§ To do:
Copy each of the following records line for line, with no changes.
-- START Information supplied --
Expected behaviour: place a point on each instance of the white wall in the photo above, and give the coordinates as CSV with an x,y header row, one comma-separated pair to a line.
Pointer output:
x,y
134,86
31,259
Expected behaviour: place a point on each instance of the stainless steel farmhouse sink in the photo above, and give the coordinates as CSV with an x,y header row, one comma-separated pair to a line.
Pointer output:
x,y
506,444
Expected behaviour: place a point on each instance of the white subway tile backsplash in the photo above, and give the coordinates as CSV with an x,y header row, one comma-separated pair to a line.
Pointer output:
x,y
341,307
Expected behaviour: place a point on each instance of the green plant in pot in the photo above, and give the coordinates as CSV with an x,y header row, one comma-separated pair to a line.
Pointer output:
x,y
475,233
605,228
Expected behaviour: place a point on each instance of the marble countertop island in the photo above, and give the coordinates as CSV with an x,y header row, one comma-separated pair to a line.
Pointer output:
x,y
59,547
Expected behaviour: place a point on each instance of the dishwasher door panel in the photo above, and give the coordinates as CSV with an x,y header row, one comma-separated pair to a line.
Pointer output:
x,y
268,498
-- END Information supplied --
§ Solution for this task:
Expected behaviour: place a point on each instance of the white wall in the photo above, and give the coordinates as CSV with an x,y header row, one comma-separated pair to a line.
Pointer output:
x,y
134,86
31,259
Expected behaviour: place a point on each instance of the stainless steel farmhouse sink in the photo above, and give the coordinates as CSV with an x,y header row, one comma-separated pair to a line.
Pointer output:
x,y
506,444
Expected behaviour: place a point on each instance of the white subway tile backsplash in the photo above, and give the coordinates as CSV with an x,y header row, one comma-separated pair to a line.
Pointer output:
x,y
341,307
Expected behaviour: place a point on each instance of the green plant in pot in the photo above, and give the coordinates as CSV with an x,y header row, one comma-separated pair to a line.
Pointer output:
x,y
475,233
605,228
Expected behaviour: place a point on each instance of the marble countertop island in the photo above, and give the coordinates as CSV with an x,y header row, one comma-separated pair to a line.
Pointer output:
x,y
59,547
Expected behaviour: place a point on each instance of the dishwasher door panel in the photo above, and give the coordinates as CSV with an x,y header row, one comma-separated pair to a line.
Pointer output:
x,y
268,498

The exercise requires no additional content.